Point annotation records
"""

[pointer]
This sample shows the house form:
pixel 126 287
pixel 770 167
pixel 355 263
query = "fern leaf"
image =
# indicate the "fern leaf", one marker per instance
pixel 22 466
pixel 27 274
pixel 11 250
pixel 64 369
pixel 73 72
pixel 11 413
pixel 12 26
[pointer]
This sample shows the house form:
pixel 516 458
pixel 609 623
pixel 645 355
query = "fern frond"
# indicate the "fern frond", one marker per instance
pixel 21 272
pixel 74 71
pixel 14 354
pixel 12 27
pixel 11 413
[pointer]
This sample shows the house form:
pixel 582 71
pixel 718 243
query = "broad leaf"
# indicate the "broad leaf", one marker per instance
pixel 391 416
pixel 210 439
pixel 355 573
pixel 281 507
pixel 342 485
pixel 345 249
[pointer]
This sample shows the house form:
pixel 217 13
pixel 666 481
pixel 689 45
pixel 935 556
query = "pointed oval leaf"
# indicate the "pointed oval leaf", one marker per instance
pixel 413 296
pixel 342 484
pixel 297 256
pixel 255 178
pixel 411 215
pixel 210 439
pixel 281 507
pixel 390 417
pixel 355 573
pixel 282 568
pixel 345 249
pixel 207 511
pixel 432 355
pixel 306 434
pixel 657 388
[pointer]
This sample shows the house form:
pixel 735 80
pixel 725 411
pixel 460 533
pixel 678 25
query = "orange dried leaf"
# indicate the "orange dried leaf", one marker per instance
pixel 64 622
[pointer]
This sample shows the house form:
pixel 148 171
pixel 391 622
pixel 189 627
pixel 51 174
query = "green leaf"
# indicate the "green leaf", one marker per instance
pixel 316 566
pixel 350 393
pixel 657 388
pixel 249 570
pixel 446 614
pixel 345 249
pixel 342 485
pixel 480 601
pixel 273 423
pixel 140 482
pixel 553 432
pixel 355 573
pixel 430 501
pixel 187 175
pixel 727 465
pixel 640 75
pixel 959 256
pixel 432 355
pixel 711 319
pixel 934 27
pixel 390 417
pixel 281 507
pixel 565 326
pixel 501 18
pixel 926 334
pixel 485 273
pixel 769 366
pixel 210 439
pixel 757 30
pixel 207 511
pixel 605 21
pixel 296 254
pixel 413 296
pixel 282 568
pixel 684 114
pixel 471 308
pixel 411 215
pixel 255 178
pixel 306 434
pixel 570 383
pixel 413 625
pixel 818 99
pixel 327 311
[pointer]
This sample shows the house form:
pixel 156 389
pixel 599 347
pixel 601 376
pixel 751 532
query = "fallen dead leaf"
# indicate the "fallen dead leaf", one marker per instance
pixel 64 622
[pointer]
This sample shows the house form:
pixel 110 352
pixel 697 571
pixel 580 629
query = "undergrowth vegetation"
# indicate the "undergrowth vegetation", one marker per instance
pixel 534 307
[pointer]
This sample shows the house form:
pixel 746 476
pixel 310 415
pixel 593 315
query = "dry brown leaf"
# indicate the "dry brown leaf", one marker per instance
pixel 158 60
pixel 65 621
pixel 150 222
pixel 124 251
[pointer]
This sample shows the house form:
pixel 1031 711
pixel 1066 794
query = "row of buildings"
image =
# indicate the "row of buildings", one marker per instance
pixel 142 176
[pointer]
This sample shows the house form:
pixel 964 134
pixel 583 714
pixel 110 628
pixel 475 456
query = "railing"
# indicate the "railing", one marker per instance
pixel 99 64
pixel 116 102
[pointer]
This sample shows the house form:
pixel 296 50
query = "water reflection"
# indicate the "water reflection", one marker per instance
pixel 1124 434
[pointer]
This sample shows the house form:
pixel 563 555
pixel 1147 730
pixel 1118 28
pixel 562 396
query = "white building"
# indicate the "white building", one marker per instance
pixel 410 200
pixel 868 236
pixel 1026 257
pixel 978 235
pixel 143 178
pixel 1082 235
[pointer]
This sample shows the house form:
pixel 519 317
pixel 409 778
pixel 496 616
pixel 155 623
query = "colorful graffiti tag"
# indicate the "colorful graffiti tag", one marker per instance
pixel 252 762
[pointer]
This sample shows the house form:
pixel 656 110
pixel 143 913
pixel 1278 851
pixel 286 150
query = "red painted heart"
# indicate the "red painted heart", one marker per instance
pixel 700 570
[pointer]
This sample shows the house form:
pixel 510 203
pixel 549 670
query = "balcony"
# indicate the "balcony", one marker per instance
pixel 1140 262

"""

WHAT IS ASKED: Recast every line of the entries above as a numbered list, skipping any blank lines.

COMPLETE OUTPUT:
1. [pointer]
2. This sample shows the house form:
3. pixel 126 287
4. pixel 770 167
5. pixel 355 263
6. query = "fern leaf"
7. image =
8. # indicate the "fern leaf", one marker per instance
9. pixel 22 466
10. pixel 27 274
11. pixel 11 250
12. pixel 64 369
13. pixel 73 72
14. pixel 11 413
15. pixel 12 26
16. [pointer]
17. This sample shows the house form:
18. pixel 516 458
19. pixel 609 623
20. pixel 645 355
21. query = "fern frond"
22. # indicate the "fern frond", one marker per instance
23. pixel 21 272
24. pixel 74 71
25. pixel 14 354
26. pixel 12 27
27. pixel 11 413
28. [pointer]
29. This sample shows the house form:
30. pixel 582 71
31. pixel 718 243
32. query = "broad leaf"
33. # indicate the "broad leaf", one marker per instance
34. pixel 391 416
35. pixel 210 439
36. pixel 355 573
37. pixel 281 507
38. pixel 342 485
39. pixel 345 249
40. [pointer]
41. This sample shows the house form:
42. pixel 217 13
43. pixel 666 481
44. pixel 689 45
45. pixel 935 556
46. query = "pointed oval leaf"
47. # indicate the "pointed oval leaf", one marker per instance
48. pixel 413 296
49. pixel 342 484
50. pixel 297 256
51. pixel 255 178
52. pixel 411 215
53. pixel 210 439
54. pixel 281 507
55. pixel 390 417
56. pixel 355 573
57. pixel 282 568
58. pixel 345 249
59. pixel 207 511
60. pixel 432 355
61. pixel 306 434
62. pixel 657 388
63. [pointer]
64. This sample shows the house form:
65. pixel 735 80
66. pixel 725 411
67. pixel 460 533
68. pixel 678 25
69. query = "orange dried leaf"
70. # indicate the "orange dried leaf", one marker per instance
71. pixel 64 622
72. [pointer]
73. This sample shows the house form:
74. pixel 148 171
75. pixel 391 622
76. pixel 189 627
77. pixel 51 174
78. query = "green leaf"
79. # indicate the "green leaf", one marker per instance
80. pixel 316 566
81. pixel 350 393
82. pixel 657 388
83. pixel 249 570
84. pixel 446 614
85. pixel 345 249
86. pixel 342 485
87. pixel 480 601
88. pixel 273 423
89. pixel 140 482
90. pixel 553 432
91. pixel 355 573
92. pixel 430 501
93. pixel 187 175
94. pixel 727 465
95. pixel 640 75
96. pixel 959 256
97. pixel 432 355
98. pixel 711 319
99. pixel 934 27
100. pixel 390 417
101. pixel 281 507
102. pixel 565 326
103. pixel 501 18
104. pixel 926 334
105. pixel 485 273
106. pixel 769 366
107. pixel 210 439
108. pixel 757 30
109. pixel 207 511
110. pixel 605 21
111. pixel 296 254
112. pixel 413 296
113. pixel 282 568
114. pixel 684 114
115. pixel 471 308
116. pixel 411 215
117. pixel 255 178
118. pixel 306 434
119. pixel 570 383
120. pixel 413 625
121. pixel 818 99
122. pixel 327 311
123. [pointer]
124. This sample shows the house form:
125. pixel 156 389
126. pixel 599 347
127. pixel 601 376
128. pixel 751 532
129. query = "fallen dead leaf"
130. # indicate the "fallen dead leaf", one marker per instance
131. pixel 64 622
132. [pointer]
133. This sample shows the house form:
134. pixel 110 352
135. pixel 697 571
136. pixel 580 629
137. query = "undergrowth vegetation"
138. # indicate the "undergrowth vegetation", one marker per instance
139. pixel 534 307
140. [pointer]
141. This sample shows the house form:
142. pixel 746 476
143. pixel 310 415
144. pixel 593 315
145. query = "dry brown leaf"
146. # indicate the "dry brown leaf", one marker per instance
147. pixel 158 60
148. pixel 65 621
149. pixel 150 222
150. pixel 124 251
151. [pointer]
152. This sample shows the house form:
153. pixel 1031 711
154. pixel 1066 794
155. query = "row of buildings"
156. image =
157. # indicate the "row of buildings", one marker per instance
158. pixel 142 176
159. [pointer]
160. This sample shows the house form:
161. pixel 964 134
162. pixel 583 714
163. pixel 110 628
164. pixel 475 456
165. query = "railing"
166. # indicate the "railing", one marker per instance
167. pixel 99 64
168. pixel 116 102
169. [pointer]
170. This sample shows the house form:
171. pixel 296 50
172. query = "water reflection"
173. # indicate the "water reflection", one marker per instance
174. pixel 1124 434
175. [pointer]
176. This sample shows the house form:
177. pixel 563 555
178. pixel 1147 730
179. pixel 1118 28
180. pixel 562 396
181. query = "white building"
182. # indicate the "white building", one marker per instance
183. pixel 410 200
184. pixel 868 236
185. pixel 1026 257
186. pixel 978 235
187. pixel 143 178
188. pixel 1082 235
189. [pointer]
190. This sample shows the house form:
191. pixel 519 317
192. pixel 409 778
193. pixel 496 616
194. pixel 155 623
195. query = "colorful graffiti tag"
196. # indicate the "colorful graffiti tag", one marker per instance
197. pixel 252 762
198. [pointer]
199. This sample shows the house form:
200. pixel 656 110
201. pixel 143 913
202. pixel 1278 851
203. pixel 286 150
204. query = "red painted heart"
205. # indicate the "red painted heart", one marker per instance
206. pixel 700 570
207. [pointer]
208. This sample shows the house form:
209. pixel 510 203
210. pixel 549 670
211. query = "balcony"
212. # indicate the "balcony", one marker per instance
213. pixel 1140 262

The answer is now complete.